The request: Return the passage of the excerpt on Badu's humor word for word, starting with "Her humor is" and going on through "the same song.".

Excerpted text:
Her humor is also in her voice. People tend to focus more on her voice’s supposed “jazziness,” especially early on in her career when critics were clamoring to figure out how most subtly to compare her timbre and tone to the tragic Billie Holiday’s. And while Holiday’s humor also gets obscured from this discussion, if we have to compare Badu’s voice to someone else, I actually think Badu is closer to Blossom Dearie, the recently deceased singer who used her high-pitched coo to utilize a myriad of possibilities, whether it be taking pot-shots at hipsters or singing about unpacking adjectives. I could hear Badu doing both, maybe even in the same song.
What makes Badu’s approach to songwriting interesting is that her sense of humor can turn a song whose subject matter seems silly or inconsequential or rote on the surface into something surprisingly more progressive. Take “Booty,” for example. The song originally seems to be a a diss song directed at a woman whose man has turned his attentions toward Badu. While the woman has a PhD, is more conventionally attractive, is a better cook, boasts a fast-tracked career, and is more financially stable than Badu (at least in this song, as college-educated Erica Wright went to Grambling), Badu still has to fight off her partner’s advances. At first, when Badu says “I don’t want him,” it seems to suggest that this man (and, by association, this woman) are beneath her. Yet, in the bridge (the song has no verses), Badu reveals that her intentions speak toward a kind of female solidarity, albeit one strained by classed circumstantial differences. She doesn’t want this man, not because she has designs on someone else, but because he doesn’t respect his current relationship enough to be honest and make arrangements with his partner. In essence, Badu believes both women need to cut this man loose because they can do better.
She performs a similar feat with “Bag Lady,” which at first seems to be an indictment about women who enter into relationships with too much baggage. What it ends up becoming is an anthem about personal freedom and empowerment, with Badu encouraging the woman to break free from her self-imposed shackles, stressing that self-love will make it better while being backed by a euphoric women’s chorus.

Dataset entries:
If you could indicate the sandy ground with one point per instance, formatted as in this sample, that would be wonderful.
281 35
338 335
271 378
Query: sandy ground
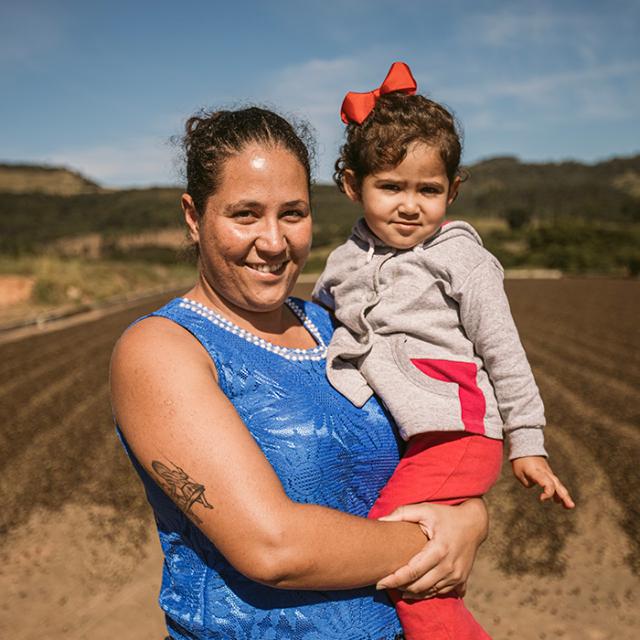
78 553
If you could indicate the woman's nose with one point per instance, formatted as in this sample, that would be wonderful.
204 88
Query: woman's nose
271 238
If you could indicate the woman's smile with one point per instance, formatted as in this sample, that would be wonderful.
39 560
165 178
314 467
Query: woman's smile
255 232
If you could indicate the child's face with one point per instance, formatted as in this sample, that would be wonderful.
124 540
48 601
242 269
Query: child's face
406 204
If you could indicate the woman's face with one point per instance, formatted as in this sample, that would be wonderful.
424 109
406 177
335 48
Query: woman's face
255 233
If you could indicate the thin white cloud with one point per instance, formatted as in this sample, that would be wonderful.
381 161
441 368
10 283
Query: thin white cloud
315 90
27 31
549 89
140 162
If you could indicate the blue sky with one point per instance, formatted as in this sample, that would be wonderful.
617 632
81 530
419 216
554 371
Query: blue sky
102 86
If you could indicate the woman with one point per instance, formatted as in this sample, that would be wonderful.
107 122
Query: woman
258 472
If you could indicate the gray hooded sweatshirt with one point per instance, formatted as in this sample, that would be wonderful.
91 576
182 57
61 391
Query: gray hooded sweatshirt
429 330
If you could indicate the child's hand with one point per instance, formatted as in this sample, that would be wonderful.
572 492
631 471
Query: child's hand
532 470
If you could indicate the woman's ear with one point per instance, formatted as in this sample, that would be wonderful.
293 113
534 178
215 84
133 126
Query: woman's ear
453 190
191 217
351 187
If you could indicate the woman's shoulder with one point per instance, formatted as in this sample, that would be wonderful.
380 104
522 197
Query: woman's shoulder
315 313
153 343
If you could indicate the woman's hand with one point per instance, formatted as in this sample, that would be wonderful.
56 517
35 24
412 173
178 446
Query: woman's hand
444 565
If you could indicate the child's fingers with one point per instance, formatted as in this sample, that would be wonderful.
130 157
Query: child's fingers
563 496
548 487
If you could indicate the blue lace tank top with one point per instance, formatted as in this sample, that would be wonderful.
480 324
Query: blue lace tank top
324 450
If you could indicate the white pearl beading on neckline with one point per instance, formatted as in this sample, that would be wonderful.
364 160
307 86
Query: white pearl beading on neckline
319 352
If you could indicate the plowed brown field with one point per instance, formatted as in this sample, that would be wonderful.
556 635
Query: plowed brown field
79 558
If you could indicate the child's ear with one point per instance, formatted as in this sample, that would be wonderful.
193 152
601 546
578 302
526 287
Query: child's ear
351 187
191 217
453 190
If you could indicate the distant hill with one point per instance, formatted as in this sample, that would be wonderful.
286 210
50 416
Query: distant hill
606 191
527 194
25 178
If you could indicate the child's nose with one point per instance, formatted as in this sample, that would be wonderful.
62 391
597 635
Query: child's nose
409 206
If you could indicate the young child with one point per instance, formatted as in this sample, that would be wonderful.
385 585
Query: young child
425 324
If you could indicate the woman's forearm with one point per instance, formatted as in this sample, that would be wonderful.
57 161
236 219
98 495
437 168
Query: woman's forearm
320 548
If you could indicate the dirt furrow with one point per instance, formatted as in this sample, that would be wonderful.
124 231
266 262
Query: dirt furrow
613 397
38 377
615 447
79 460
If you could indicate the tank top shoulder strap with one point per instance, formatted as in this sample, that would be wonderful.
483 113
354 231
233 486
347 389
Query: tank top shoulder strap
315 314
207 334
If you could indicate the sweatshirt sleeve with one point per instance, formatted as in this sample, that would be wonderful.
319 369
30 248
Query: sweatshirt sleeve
322 292
487 320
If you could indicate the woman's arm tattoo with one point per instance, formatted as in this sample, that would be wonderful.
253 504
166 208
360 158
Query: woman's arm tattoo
181 488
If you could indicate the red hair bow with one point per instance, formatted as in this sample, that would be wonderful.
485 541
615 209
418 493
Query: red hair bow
357 106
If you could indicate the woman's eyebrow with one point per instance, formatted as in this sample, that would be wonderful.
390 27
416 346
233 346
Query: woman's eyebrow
243 204
295 203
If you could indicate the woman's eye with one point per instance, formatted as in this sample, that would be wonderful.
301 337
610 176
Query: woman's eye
294 213
244 214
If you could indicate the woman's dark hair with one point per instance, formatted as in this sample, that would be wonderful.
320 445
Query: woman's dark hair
211 137
396 121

Output below:
Her humor is also in her voice. People tend to focus more on her voice’s supposed “jazziness,” especially early on in her career when critics were clamoring to figure out how most subtly to compare her timbre and tone to the tragic Billie Holiday’s. And while Holiday’s humor also gets obscured from this discussion, if we have to compare Badu’s voice to someone else, I actually think Badu is closer to Blossom Dearie, the recently deceased singer who used her high-pitched coo to utilize a myriad of possibilities, whether it be taking pot-shots at hipsters or singing about unpacking adjectives. I could hear Badu doing both, maybe even in the same song.